Source extract:
* BEGIN *

Tariffs must help, not harm
Tariff is a double-edged sword. It can either help or harm. This must be kept in mind as the Tariff Commission (TC) undertakes the review and reform of our tariff structure. Very often, the TC recommends changes upon the request of specific sectors. It is fitting that the TC is currently taking a holistic view of the entire structure.
With a systems approach and its linkages, a strategic and rationalized approach can hopefully be implemented. Today, some input tariffs are even higher than the product output. This prevents production, resulting in foregone jobs and foreign exchange.
On a single product basis, some have had very high tariffs for too long a time. They protect “sacred cows” at the expense of consumers. Because of these and other problems, a recent published proposal is that tariffs should be “uniform across the goods … [for] a maximum [10 percent to 15 percent].”
Last Sept. 26, the international trade committee of the public-private Philippine Council of Agriculture and Fisheries (PCAF) discussed this and agreed with the overall direction of reducing tariffs, except for the uniform rates proposed.
Arsenio Tanchuling, president of Alyansa Agrikultura (AA), said: “Rushing with a formula without knowing the situation on the ground with its inadequate support services would be irresponsible and unfair. It is essential that this time, the farmers and fisherfolk should be meaningfully consulted.”
Danilo Fausto, president of Philippine Chamber of Agriculture and Food, Inc. (PCAFI) said, “One size does not fit all. For the 42 agriculture subsectors in PCAFI, we must ensure that their situations are well-understood so that the tariff changes consider their needs.”
Emil Javier, chair of the Coalition for Agriculture Modernization in the Philippines, added: “The TC is tasked to study each sector carefully, then recommend appropriate tariff changes based on its findings. We should let them do their job, but perhaps set deadlines before the year ends for products whose [tariffs] are too high.”
On Jan. 21, 2002, I also wrote an opposition to a proposed Senate bill provision reducing tariffs with no prior review by the TC: “An ideal tariff makes imports equal or less costly to a comparable local product to motivate improvement from our producers. This decreases with a specific timetable and support measures. Tariff determination is a complex process that requires solid research and stakeholder consultation.”
In the case of rice, we were required to follow an international 35-percent tariff commitment. This approach was far superior to the very dysfunctional quantitative restriction method. However, according to the Philippine Rice Research Institute, the tariff that would allow our products to be on competitive levels with imported rice was at 70 percent. This means that, as a safeguard measure, tariff should be lower than 70 percent to motivate better performance, but higher than 35 percent to enable farmers to earn a decent living and encourage further production.

* END *

Directions for this task:
Answer these questions from the tariff column above.
1. On what date did the PCAF international trade committee discuss the proposal?
2. How many agriculture subsectors does PCAFI have?
3. According to the Philippine Rice Research Institute, what tariff level would make local rice competitive with imported rice?

Data segment:
* BEGIN *

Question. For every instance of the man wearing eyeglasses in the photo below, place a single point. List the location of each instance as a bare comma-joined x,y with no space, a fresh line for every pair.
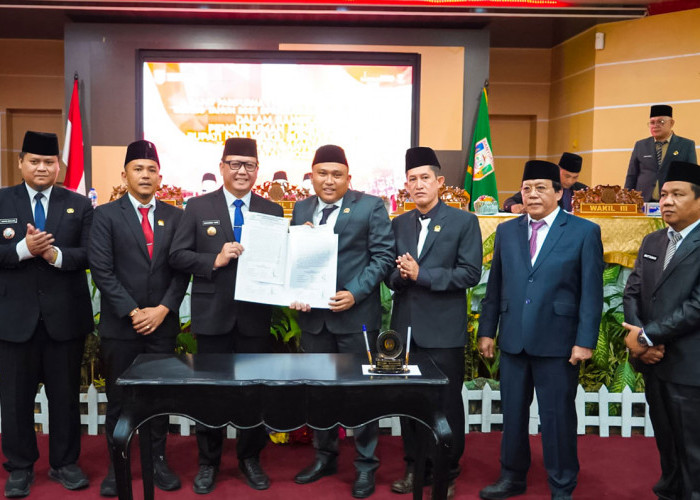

* END *

Exercise result:
1. Sept. 26
2. 42
3. 70 percent